What to work on ->
Reproduce the data word for word, keeping every line complete.

[[ Information provided open ]]

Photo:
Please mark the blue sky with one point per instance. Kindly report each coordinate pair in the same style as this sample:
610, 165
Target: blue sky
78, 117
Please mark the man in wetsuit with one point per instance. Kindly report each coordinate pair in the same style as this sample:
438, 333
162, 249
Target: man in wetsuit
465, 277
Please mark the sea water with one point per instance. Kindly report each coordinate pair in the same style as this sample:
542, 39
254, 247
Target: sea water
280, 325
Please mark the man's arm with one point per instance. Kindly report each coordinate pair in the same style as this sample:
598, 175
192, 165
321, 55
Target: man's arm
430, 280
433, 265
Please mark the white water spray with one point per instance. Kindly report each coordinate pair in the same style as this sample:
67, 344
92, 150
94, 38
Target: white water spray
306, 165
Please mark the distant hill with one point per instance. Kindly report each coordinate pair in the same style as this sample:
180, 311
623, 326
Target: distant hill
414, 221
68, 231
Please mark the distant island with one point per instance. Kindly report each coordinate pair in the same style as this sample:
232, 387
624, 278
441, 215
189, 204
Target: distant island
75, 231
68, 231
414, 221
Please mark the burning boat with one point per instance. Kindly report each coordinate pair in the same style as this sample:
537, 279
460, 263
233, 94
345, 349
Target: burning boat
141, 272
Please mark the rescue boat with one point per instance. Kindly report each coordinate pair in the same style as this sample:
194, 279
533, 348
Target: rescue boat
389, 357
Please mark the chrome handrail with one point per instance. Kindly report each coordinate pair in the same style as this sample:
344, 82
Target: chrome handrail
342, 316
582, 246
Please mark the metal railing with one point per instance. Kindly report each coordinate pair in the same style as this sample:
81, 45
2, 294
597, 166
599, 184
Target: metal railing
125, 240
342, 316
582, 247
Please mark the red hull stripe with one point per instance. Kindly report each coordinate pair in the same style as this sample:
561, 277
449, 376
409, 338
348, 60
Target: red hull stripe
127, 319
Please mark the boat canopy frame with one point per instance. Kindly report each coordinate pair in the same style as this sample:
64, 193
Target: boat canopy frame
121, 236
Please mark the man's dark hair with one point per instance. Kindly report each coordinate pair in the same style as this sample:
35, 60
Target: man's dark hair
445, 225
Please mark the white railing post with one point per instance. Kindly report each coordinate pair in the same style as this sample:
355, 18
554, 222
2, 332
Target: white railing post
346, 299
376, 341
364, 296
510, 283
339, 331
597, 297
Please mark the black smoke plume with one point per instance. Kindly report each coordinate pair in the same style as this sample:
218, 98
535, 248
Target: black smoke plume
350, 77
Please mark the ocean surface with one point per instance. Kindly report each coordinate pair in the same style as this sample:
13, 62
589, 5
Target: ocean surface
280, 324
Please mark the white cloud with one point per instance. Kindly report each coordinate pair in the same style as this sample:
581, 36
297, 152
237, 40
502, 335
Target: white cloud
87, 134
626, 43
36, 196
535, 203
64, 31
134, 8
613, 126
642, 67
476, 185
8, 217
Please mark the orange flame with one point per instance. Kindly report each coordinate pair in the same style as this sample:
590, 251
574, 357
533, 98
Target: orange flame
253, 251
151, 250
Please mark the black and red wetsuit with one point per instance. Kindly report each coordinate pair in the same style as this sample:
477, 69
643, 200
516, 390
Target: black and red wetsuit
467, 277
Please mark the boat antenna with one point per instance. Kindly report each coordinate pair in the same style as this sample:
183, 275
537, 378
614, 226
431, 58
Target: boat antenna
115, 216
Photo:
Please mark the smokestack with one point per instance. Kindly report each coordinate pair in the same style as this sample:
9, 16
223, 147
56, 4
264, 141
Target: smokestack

[[ Information provided closed ]]

Solution ->
Photo:
Please mark the blue sky with one point per instance. Kindly report each coordinate pair in the same style as this sample:
610, 165
Target: blue sky
78, 117
Please mark the man in wetsuit with one point per instance. Kindly report each coordinate pair in the same style as this sample:
438, 333
162, 249
Target: man in wetsuit
465, 277
Please mark the sea water with one point per instance. Kindly report each coordinate pair in the same style as this sample:
542, 39
254, 247
Target: sea water
280, 325
Please mark the man's arm with one point per instance. Kindly report each coordinate pair in the same style as this sample:
598, 175
192, 165
321, 55
Target: man's arm
430, 280
433, 265
Please mark the white water spray with one point per instance. Kindly report each coordinate pair in the same style as this sample:
67, 344
92, 150
94, 38
Target: white water spray
306, 165
Please mark the distant hill with one point per instance. Kindly report each coordinate pair in the same style as this sample:
180, 311
623, 326
Target: distant hill
414, 221
68, 231
Please mark the distant island with one point per instance. Kindly report each coordinate pair in the same style as this sample:
232, 387
624, 278
441, 215
189, 204
Target: distant island
75, 231
68, 231
414, 221
Please mark the burning boat with one point per instance. Kindly report each coordinate pair in the same style as this sample:
537, 279
460, 263
233, 94
345, 349
Target: burning boat
141, 272
Please mark the rescue boat with one point per instance. Kindly report each coordinate pair in the same style as this sample:
194, 279
533, 348
Target: rescue boat
389, 357
Please mark the chrome handrail with one point per instance. Kindly report each coordinate pair in the same style as this sample:
344, 82
Target: chrome handrail
342, 316
582, 246
Please mark the metal railing with one point per instance. Kindly report each coordinate pair in the same style as this sample:
81, 45
2, 294
597, 166
599, 184
Target: metal railing
125, 240
342, 316
582, 247
Please mark the red hull stripe with one point per instance. Kindly report each coordinate pair in the same style as this sample:
561, 277
449, 376
409, 338
348, 60
Target: red hull stripe
127, 319
Please mark the boat canopy frame with one point per instance. Kindly report each coordinate pair in the same style as this sample:
64, 193
Target: boat canopy frame
121, 236
Please mark the man's dark hair with one point per instance. Kindly report each coordinate pair in the same style as this sample:
35, 60
Target: man's dark hair
445, 225
Please mark the white railing post with one point per instance. Kindly report each coordinate pair in the same style as this sample:
355, 18
554, 222
2, 332
Target: white railing post
346, 299
376, 341
364, 296
510, 283
339, 331
597, 297
Please mark the black smoke plume with one point per instance. Kindly report each coordinate pair in the same style as this sample:
218, 98
535, 248
Target: black smoke plume
350, 77
Please mark the ocean surface with one point per instance. Kindly report each coordinate pair in the same style as this sample:
13, 62
589, 5
Target: ocean surface
280, 324
Please mark the white cloud with one point per instance. Kindly report each coordinate pair in the same style as this sample:
581, 36
297, 152
237, 40
502, 335
Target: white cloud
87, 134
626, 43
36, 196
535, 203
64, 31
134, 8
613, 126
642, 67
476, 185
8, 217
Please mark the orange flame with one point per instance. Kindly report each coordinate pair in the same style as this sample:
590, 251
574, 357
533, 98
Target: orange flame
253, 251
151, 250
Please mark the black and red wetsuit with one point per instance. Kindly report each coordinate pair in the same style as this sample:
477, 69
643, 200
516, 390
Target: black and red wetsuit
467, 277
Please mark the boat antenna with one point per instance. Kindly report each coordinate pair in the same style as this sample:
183, 275
537, 378
614, 226
431, 58
Target: boat antenna
115, 216
Photo:
Please mark the smokestack with one point per instance. Kindly report each coordinate pair in the same style as this sample:
9, 16
223, 147
56, 4
264, 141
Target: smokestack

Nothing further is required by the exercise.